WORK ORDER:
Write out each line exactly, starting with the one containing "of the white" and stopping after the last line of the listing below.

**** TASK INPUTS

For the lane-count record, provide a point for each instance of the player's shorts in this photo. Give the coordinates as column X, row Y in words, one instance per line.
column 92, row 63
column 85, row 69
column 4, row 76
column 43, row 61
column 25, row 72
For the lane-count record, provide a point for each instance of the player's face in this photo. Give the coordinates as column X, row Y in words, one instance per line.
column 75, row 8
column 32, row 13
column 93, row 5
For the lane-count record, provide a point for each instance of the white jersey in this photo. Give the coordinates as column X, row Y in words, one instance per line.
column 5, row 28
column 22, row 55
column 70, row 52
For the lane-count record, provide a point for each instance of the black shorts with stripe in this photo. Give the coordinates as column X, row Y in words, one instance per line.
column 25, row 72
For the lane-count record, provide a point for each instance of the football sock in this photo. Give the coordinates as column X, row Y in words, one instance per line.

********

ANSWER TO THE PROBLEM:
For the lane-count record, provide a point for each instance of the white jersey in this photo. Give the coordinates as column X, row Y in words, one instance per line.
column 5, row 28
column 22, row 55
column 70, row 52
For the lane-count record, provide a point for each instance of the black shorts with stripe in this photo. Give the coordinates as column X, row Y in words, one instance per line.
column 25, row 72
For the lane-count record, provide a point for each instance of the football sock in this photo. Give the coordinates as column X, row Y in words, one instance per line.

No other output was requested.